Texto de origen:
========================================================================
En
el Alcalá de mi niñez había un símbolo muy útil para todos los alcalaínos, el
reloj de la Alameda de la Cruz. Los niños dirigíamos nuestra vista cada mañana
a la esfera del reloj, para llegar a tiempo a la Escuela de don Manuel
Marchante. Por la tarde, mirábamos al reloj, para ir a merendar y hacer la
tarea. Por la noche, el reloj nos decía cuándo nos teníamos que recoger. Yo lo
veía desde mi casa de la calle “La Amiga”
La
torreta que sostenía el reloj se divisaba de lejos. Era un soporte de hierro
que mantenía una esfera protegida por cristales. Cuando los hombres bajaban con
el borriquillo camino del campo, echaban un vistazo al reloj y se detenían en
el bar de Vicente Jiménez, en el Casino o en los Cazadores para tomar café y la
copa de anís. Después miraban al borriquillo y le decían: “Vámonos que el
tiempo vuela.” Y se iban tranquilos a hacer las tareas agrícolas de la huerta,
del rancho o del campito.
Eso
de que el tiempo vuela se me quedó grabado para siempre en mi mente de niño.
========================================================================
Consignas:
1. Indique si cada afirmación coincide con el texto sobre el reloj de la Alameda de la Cruz y cite las palabras que lo deciden: (a) la esfera del reloj estaba protegida por cristales; (b) el narrador veía el reloj desde su casa de la calle “La Amiga”; (c) los hombres tomaban el café y la copa de anís al volver de las tareas agrícolas.
2. Según el texto sobre el reloj de la Alameda de la Cruz, ¿con qué fin miraban los niños el reloj por la mañana, por la tarde y por la noche? Responda en una a tres oraciones.
3. Prolongue el texto sobre el reloj de la Alameda de la Cruz a partir de su última oración.

(Fragmentos de datos para etiquetar puntos)
========================================================================
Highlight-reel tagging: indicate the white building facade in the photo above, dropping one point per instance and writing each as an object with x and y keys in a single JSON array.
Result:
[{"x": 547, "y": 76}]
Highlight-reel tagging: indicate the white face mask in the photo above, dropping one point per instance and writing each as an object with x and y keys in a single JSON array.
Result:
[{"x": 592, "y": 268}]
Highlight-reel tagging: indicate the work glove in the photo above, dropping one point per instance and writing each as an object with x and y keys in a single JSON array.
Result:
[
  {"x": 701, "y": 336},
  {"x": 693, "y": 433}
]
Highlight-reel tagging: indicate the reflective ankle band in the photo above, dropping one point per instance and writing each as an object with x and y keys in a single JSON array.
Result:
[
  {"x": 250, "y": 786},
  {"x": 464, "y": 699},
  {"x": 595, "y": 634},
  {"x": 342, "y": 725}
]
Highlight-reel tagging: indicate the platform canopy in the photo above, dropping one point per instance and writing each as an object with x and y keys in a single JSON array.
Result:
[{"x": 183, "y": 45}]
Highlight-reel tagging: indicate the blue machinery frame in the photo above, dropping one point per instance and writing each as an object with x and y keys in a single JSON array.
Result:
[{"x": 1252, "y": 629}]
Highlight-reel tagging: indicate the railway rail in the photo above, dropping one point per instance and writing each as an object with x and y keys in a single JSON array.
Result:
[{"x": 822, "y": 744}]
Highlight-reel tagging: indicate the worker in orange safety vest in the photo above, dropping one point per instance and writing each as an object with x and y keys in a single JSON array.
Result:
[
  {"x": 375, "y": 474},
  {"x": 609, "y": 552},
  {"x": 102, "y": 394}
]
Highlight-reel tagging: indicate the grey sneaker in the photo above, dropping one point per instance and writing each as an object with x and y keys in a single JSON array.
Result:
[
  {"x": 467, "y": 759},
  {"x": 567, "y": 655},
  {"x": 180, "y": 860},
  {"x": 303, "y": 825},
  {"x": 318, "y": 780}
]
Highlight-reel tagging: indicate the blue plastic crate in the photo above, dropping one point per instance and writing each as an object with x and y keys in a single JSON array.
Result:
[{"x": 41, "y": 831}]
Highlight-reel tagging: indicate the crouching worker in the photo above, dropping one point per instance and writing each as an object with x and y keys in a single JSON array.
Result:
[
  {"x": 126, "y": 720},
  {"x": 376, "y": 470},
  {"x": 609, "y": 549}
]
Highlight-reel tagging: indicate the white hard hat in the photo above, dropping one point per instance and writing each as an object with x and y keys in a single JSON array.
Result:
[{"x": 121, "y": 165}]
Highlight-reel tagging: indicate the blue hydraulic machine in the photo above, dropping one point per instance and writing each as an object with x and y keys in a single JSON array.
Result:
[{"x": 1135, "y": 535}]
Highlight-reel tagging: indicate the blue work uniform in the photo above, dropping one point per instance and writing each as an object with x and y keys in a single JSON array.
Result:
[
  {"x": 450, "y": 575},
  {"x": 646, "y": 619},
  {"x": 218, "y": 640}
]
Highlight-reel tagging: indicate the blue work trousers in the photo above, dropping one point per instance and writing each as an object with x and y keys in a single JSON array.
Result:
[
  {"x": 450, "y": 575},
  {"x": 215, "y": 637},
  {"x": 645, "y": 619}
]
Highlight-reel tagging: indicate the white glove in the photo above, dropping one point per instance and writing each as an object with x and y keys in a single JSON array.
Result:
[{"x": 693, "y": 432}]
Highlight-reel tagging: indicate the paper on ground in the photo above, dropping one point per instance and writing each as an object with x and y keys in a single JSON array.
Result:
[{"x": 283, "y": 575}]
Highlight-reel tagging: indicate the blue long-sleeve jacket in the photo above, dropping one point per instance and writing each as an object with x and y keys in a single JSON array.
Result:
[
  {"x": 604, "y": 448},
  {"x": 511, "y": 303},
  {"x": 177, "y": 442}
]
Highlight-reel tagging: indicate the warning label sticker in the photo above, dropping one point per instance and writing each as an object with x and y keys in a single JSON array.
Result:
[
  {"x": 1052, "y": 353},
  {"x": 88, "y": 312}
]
========================================================================
Respuestas por tarea:
1.
(a) Sí: «Era un soporte de hierro que mantenía una esfera protegida por cristales».
(b) Sí: «Yo lo veía desde mi casa de la calle “La Amiga”».
(c) No: «se detenían en el bar de Vicente Jiménez, en el Casino o en los Cazadores para tomar café y la copa de anís. Después miraban al borriquillo y le decían: “Vámonos que el tiempo vuela.” Y se iban tranquilos a hacer las tareas agrícolas».

2. Por la mañana lo miraban para llegar a tiempo a la Escuela de don Manuel Marchante, y por la tarde, para ir a merendar y hacer la tarea. Por la noche, el reloj les indicaba cuándo tenían que recogerse.

3.
Después lo he visto en el paseo marítimo de la playa de “La Puntilla” de El
Puerto de Santa María. Allí hay un monolito dedicado al tiempo con un reloj de
sol y cuatro frases en latín, una en cada cara: “El tiempo huye/ El futuro es incierto/ Las obras permanecen /Goza del
tiempo presente.”
Los
humanos pensamos que el tiempo se nos va, que los días vuelan, que las semanas huyen,
que los meses desaparecen, que los años nos llevan al vacío. Apenas tenemos el
tiempo suficiente para recordar y pasar páginas. Sin embargo, el misterio del
tiempo nos envuelve sin remedio. No sabemos con certeza lo que es. Parece como
si estuviéramos escribiendo una novela que nadie puede escribir por nosotros.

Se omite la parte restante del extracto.